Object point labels
··········

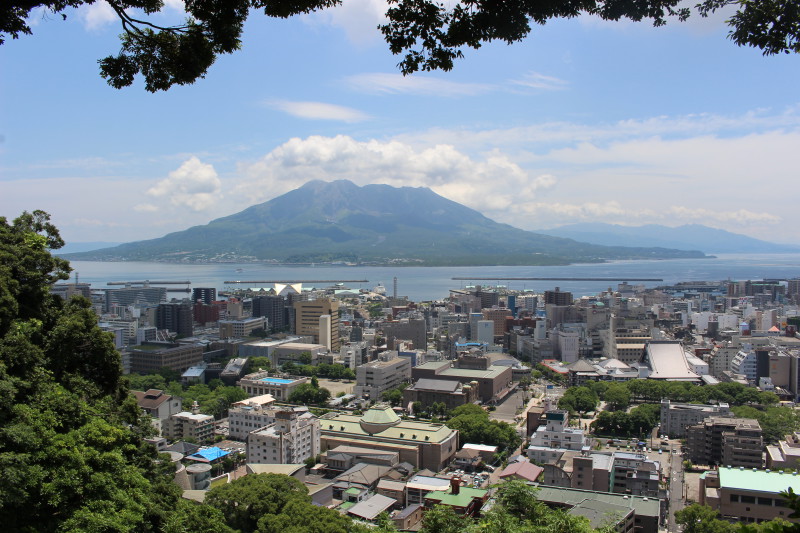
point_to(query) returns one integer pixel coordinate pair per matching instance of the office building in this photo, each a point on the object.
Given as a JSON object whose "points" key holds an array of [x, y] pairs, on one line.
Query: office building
{"points": [[386, 373], [150, 358], [291, 439], [725, 441], [274, 308], [175, 317], [241, 328], [422, 444], [307, 320]]}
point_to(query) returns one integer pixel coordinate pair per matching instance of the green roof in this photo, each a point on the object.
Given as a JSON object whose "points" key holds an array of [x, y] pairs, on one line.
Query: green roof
{"points": [[759, 481], [412, 432], [380, 415], [568, 496], [462, 499]]}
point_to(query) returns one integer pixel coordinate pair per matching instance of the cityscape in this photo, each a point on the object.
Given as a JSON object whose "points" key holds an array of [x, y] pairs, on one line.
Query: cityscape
{"points": [[372, 266], [624, 407]]}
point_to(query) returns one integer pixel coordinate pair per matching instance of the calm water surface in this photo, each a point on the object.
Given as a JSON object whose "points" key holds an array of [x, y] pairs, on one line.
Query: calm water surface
{"points": [[429, 283]]}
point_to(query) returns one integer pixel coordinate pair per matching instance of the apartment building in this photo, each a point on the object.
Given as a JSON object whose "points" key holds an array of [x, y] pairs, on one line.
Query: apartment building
{"points": [[292, 438], [307, 320], [192, 425], [726, 441], [676, 417]]}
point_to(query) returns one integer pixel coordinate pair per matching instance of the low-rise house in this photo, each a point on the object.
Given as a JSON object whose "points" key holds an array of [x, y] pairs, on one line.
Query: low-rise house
{"points": [[747, 495]]}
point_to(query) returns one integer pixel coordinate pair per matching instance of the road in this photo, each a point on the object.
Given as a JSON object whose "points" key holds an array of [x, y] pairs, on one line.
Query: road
{"points": [[676, 486]]}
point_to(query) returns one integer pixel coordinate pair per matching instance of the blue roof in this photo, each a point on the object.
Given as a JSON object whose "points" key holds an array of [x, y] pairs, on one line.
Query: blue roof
{"points": [[211, 454]]}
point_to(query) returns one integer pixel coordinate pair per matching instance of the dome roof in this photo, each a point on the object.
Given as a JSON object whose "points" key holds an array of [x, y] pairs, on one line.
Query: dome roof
{"points": [[379, 418]]}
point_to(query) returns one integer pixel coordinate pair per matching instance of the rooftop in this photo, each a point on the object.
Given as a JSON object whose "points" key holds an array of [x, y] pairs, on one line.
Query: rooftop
{"points": [[462, 499], [758, 480]]}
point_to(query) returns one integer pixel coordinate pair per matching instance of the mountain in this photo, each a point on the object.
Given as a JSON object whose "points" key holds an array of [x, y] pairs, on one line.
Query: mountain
{"points": [[375, 224], [686, 237]]}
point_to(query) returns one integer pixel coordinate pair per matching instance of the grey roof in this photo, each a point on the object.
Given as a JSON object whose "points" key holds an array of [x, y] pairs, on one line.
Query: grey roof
{"points": [[668, 361], [599, 513], [440, 385], [370, 508], [642, 506]]}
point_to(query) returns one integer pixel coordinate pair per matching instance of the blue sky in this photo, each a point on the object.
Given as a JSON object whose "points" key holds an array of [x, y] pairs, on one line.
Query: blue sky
{"points": [[584, 121]]}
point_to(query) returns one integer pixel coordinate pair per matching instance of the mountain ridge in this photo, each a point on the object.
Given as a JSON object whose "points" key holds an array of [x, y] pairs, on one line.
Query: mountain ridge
{"points": [[684, 237], [373, 224]]}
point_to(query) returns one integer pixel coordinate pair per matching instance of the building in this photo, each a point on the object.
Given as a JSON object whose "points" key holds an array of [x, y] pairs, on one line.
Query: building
{"points": [[150, 358], [145, 295], [407, 329], [158, 405], [554, 437], [297, 352], [192, 425], [676, 417], [725, 441], [175, 317], [250, 415], [558, 297], [599, 507], [785, 454], [463, 500], [493, 383], [307, 320], [291, 439], [747, 495], [273, 308], [421, 444], [243, 327], [377, 377], [261, 383], [205, 294], [451, 393], [498, 318]]}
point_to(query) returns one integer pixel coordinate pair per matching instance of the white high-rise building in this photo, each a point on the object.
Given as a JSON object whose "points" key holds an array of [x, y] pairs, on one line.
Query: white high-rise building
{"points": [[291, 439]]}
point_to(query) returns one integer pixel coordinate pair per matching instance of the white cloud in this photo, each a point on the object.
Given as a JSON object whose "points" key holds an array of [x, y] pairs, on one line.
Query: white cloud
{"points": [[489, 182], [194, 185], [318, 111], [358, 18], [97, 15], [536, 80], [391, 83]]}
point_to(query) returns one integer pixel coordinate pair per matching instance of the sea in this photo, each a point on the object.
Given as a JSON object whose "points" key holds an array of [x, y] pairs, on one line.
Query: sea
{"points": [[434, 283]]}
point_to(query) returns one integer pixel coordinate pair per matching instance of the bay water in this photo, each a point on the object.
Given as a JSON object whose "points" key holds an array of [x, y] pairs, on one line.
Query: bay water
{"points": [[433, 283]]}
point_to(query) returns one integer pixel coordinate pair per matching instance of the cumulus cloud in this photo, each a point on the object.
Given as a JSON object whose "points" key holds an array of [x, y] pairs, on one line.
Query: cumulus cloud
{"points": [[318, 111], [536, 80], [194, 185], [390, 83], [358, 18], [97, 15], [489, 182]]}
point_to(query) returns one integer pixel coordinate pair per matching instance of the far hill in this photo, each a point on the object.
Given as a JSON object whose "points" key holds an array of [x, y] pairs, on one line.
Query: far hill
{"points": [[686, 237], [375, 224]]}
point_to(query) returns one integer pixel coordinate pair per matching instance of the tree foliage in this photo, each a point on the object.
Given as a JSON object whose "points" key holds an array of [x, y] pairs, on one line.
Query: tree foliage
{"points": [[71, 447], [428, 34], [474, 426]]}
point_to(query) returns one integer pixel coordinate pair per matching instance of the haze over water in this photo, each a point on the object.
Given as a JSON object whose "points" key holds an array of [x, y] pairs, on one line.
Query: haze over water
{"points": [[431, 283]]}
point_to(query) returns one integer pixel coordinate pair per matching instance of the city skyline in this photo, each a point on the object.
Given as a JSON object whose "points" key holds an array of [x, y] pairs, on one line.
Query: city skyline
{"points": [[583, 121]]}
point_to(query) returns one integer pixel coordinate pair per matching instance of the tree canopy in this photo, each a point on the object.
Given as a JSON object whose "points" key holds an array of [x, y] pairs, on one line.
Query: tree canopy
{"points": [[429, 35]]}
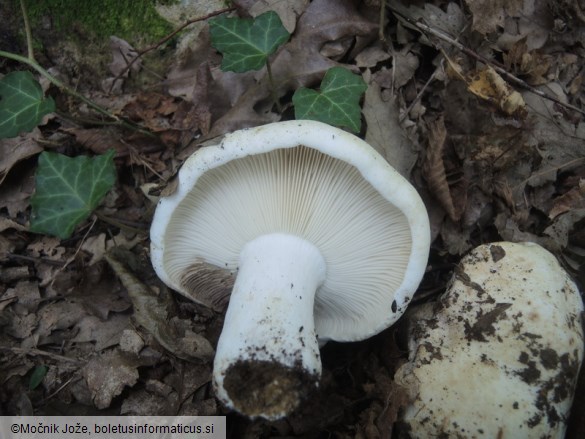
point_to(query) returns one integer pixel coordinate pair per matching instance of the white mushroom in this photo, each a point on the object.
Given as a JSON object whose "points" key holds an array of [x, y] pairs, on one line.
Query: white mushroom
{"points": [[499, 356], [325, 237]]}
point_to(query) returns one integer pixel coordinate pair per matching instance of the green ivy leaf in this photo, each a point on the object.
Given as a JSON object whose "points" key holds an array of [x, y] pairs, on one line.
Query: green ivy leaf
{"points": [[68, 190], [247, 43], [22, 104], [336, 104], [37, 377]]}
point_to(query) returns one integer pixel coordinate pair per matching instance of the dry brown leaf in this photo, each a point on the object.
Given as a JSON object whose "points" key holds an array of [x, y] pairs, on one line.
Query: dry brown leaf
{"points": [[384, 132], [288, 11], [99, 140], [488, 85], [103, 333], [436, 176], [573, 199], [152, 311], [108, 374], [489, 15]]}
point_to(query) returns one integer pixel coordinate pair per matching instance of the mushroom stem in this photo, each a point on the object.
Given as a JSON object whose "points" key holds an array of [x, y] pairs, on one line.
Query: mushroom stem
{"points": [[267, 356]]}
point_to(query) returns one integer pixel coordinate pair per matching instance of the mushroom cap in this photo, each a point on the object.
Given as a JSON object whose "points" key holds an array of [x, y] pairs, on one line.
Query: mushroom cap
{"points": [[307, 179], [500, 354]]}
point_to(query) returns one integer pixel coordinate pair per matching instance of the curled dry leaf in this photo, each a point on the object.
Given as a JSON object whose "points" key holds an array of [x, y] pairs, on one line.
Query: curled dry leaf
{"points": [[108, 374], [573, 199], [488, 85], [452, 199]]}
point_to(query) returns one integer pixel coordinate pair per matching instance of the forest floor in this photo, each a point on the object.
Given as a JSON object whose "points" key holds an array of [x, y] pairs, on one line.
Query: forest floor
{"points": [[454, 102]]}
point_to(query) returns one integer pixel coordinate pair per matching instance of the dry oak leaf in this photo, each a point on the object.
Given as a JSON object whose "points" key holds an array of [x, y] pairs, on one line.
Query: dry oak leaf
{"points": [[108, 374]]}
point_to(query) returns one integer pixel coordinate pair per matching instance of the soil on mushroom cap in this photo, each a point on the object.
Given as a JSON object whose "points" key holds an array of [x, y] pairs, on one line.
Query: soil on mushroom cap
{"points": [[266, 387]]}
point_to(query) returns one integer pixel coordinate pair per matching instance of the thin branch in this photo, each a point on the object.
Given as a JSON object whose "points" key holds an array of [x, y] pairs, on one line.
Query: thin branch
{"points": [[156, 45], [61, 85], [508, 76], [30, 51], [273, 94]]}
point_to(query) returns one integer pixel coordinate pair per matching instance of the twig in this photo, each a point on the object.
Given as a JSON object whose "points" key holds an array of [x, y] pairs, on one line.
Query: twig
{"points": [[156, 45], [420, 94], [30, 51], [511, 78], [61, 85]]}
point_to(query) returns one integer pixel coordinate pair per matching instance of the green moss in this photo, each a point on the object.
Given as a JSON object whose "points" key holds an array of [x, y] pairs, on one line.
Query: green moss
{"points": [[133, 20]]}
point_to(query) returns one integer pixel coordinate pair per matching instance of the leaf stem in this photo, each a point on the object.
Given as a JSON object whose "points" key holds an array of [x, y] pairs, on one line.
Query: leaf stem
{"points": [[32, 63], [31, 54], [273, 93]]}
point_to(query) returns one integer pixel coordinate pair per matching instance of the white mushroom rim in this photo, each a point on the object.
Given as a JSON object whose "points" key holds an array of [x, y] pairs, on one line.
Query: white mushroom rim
{"points": [[297, 209]]}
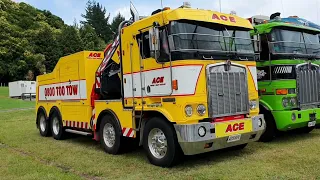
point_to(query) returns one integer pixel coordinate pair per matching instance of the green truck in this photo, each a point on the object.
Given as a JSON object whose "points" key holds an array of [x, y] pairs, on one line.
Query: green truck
{"points": [[288, 75]]}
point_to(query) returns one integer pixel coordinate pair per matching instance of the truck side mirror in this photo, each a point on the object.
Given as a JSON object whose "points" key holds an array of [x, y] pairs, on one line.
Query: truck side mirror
{"points": [[257, 43], [154, 42]]}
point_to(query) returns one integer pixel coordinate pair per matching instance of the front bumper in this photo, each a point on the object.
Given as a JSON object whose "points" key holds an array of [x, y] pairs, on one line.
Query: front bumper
{"points": [[192, 143], [284, 120]]}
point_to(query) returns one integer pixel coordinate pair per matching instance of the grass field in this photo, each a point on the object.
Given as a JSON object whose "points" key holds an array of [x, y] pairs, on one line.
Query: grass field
{"points": [[26, 155]]}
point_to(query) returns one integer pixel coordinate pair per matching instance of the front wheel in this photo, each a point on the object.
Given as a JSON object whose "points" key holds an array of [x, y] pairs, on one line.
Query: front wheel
{"points": [[271, 128], [110, 135], [160, 143]]}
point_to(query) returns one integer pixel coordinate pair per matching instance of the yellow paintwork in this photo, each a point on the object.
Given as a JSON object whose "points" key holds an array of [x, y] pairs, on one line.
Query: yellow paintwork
{"points": [[174, 112], [74, 67], [125, 116]]}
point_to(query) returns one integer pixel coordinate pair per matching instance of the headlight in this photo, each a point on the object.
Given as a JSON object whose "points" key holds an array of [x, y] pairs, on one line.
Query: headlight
{"points": [[201, 109], [293, 101], [285, 102], [253, 104], [202, 131], [188, 110]]}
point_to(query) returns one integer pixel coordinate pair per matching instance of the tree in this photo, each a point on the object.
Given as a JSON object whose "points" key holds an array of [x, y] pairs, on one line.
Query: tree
{"points": [[46, 42], [70, 40], [95, 16], [91, 41], [116, 22]]}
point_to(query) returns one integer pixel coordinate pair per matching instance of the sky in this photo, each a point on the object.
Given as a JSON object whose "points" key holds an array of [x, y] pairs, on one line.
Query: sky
{"points": [[71, 10]]}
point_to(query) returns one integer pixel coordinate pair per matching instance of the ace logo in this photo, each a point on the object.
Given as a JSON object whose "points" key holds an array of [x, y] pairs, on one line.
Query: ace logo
{"points": [[158, 81], [235, 127], [223, 18], [94, 55]]}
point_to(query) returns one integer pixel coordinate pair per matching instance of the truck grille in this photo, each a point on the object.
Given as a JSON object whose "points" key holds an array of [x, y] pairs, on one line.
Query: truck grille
{"points": [[228, 91], [308, 85]]}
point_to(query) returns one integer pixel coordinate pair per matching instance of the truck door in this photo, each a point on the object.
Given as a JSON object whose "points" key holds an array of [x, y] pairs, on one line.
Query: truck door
{"points": [[157, 75]]}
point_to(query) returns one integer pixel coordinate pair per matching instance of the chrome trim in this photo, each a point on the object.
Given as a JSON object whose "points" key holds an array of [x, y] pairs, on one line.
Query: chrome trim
{"points": [[241, 68], [191, 143], [308, 87]]}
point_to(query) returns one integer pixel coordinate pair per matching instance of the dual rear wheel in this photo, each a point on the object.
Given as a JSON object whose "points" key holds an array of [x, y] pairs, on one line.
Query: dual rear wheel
{"points": [[52, 126]]}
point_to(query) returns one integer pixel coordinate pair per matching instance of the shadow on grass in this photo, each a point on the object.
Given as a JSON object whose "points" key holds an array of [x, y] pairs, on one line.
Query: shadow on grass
{"points": [[134, 152]]}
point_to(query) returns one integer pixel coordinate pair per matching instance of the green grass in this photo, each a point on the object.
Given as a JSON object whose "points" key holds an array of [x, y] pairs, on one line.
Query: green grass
{"points": [[8, 103], [24, 154]]}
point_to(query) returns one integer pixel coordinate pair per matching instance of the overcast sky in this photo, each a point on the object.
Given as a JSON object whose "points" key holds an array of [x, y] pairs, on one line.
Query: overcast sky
{"points": [[69, 10]]}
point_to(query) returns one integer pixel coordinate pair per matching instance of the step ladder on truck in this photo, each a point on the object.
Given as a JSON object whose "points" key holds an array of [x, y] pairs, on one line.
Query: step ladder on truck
{"points": [[178, 83], [288, 74]]}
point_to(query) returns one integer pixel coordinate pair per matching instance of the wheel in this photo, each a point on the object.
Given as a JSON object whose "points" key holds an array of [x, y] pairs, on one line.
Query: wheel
{"points": [[110, 135], [160, 142], [57, 129], [271, 128], [43, 125], [238, 147]]}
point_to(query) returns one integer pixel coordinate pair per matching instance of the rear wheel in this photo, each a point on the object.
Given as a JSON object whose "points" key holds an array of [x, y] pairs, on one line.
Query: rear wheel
{"points": [[160, 143], [57, 129], [110, 135], [43, 124], [271, 127]]}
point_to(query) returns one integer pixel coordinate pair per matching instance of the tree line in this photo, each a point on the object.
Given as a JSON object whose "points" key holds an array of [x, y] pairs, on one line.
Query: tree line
{"points": [[33, 40]]}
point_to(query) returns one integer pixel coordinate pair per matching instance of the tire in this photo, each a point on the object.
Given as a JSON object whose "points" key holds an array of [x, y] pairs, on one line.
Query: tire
{"points": [[43, 125], [271, 128], [57, 128], [164, 131], [110, 135], [238, 147]]}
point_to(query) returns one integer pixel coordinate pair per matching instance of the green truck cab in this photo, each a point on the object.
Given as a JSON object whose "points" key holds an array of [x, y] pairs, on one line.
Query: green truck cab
{"points": [[288, 75]]}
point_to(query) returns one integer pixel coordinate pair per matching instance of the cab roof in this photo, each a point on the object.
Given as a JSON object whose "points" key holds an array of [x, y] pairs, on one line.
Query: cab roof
{"points": [[164, 17], [269, 26]]}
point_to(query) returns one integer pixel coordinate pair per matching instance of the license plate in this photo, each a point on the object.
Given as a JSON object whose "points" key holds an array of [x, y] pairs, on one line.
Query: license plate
{"points": [[312, 124], [230, 128], [234, 138]]}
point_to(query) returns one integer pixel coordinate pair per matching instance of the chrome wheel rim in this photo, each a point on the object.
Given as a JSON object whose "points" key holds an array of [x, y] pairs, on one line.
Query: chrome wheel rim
{"points": [[109, 135], [157, 143], [43, 123], [55, 125]]}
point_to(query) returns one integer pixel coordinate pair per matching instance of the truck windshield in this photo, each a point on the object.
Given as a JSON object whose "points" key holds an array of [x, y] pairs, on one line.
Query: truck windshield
{"points": [[295, 43], [191, 39]]}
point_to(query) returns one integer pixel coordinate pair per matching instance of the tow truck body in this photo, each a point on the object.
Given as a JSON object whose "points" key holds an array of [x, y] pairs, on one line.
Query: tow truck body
{"points": [[174, 81]]}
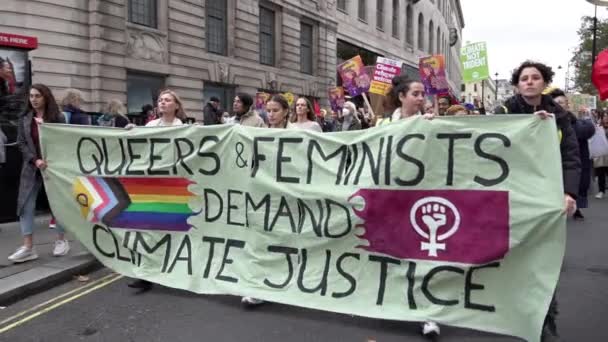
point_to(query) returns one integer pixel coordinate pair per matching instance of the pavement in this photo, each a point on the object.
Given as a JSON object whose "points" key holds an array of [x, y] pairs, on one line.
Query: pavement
{"points": [[18, 281]]}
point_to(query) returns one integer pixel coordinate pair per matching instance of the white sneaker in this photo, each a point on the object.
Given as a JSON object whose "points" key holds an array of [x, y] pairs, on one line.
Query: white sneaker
{"points": [[430, 329], [23, 254], [62, 247], [250, 301]]}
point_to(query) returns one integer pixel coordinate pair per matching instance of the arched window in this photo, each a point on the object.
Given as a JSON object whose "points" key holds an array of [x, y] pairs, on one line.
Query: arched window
{"points": [[431, 45], [409, 25], [420, 32]]}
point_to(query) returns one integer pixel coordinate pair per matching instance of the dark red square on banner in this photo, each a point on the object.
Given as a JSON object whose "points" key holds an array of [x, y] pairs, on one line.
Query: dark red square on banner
{"points": [[464, 226]]}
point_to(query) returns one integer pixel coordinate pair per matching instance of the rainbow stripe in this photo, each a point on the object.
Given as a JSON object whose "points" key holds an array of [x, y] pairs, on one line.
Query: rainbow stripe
{"points": [[144, 203]]}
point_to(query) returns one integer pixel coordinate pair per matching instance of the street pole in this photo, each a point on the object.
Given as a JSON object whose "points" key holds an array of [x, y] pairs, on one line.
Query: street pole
{"points": [[594, 37], [483, 93], [496, 87]]}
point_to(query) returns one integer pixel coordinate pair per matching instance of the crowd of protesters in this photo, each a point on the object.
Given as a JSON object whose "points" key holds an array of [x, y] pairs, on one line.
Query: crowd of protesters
{"points": [[407, 100]]}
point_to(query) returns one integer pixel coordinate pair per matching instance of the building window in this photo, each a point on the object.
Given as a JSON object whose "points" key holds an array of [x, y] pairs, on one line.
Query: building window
{"points": [[396, 19], [143, 12], [267, 36], [217, 27], [409, 25], [142, 89], [420, 32], [380, 14], [306, 45], [431, 37], [361, 11]]}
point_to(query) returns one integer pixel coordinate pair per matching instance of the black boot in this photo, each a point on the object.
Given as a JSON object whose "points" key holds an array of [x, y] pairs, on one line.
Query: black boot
{"points": [[549, 332], [141, 284]]}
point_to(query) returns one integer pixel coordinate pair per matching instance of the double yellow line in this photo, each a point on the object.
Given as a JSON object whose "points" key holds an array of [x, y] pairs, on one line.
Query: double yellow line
{"points": [[51, 304]]}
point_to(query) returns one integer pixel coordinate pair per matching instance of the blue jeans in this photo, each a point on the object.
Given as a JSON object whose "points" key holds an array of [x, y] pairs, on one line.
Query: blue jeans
{"points": [[26, 219]]}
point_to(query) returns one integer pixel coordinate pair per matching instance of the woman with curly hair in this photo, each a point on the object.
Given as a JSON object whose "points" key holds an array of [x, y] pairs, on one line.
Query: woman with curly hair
{"points": [[41, 108]]}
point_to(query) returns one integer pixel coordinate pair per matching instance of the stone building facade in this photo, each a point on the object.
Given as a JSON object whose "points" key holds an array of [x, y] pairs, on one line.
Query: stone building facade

··········

**Task instructions**. Copy out exactly the lines between the line with "the blue jeans" and the last line of the entries, counting both of those lines.

**Response to the task**.
point_to(query) returns one integer pixel coordinate pair per matching instance of the blue jeans in this photo, each a point on the object.
Given as a JSON object whose "points" key holds an array of [x, y] pairs, on one line.
Query: blue jeans
{"points": [[26, 219]]}
point_to(query) returns one integer pixel coordinate pair per matching instance of the woman with curly hair in this photo, each a point on the object.
Given as a JSON object whose "points" key holds an array of [x, y] pairs, on one line.
Query: woman with curly hair
{"points": [[41, 108]]}
point_to(query) returns one integer pixel coordinate pair per matching instance of the stone building facade in this photo, each a point on the object.
Given as a JSON object whose "points" key holds an array of [x, y] pairs, on one line.
Query: stone building facade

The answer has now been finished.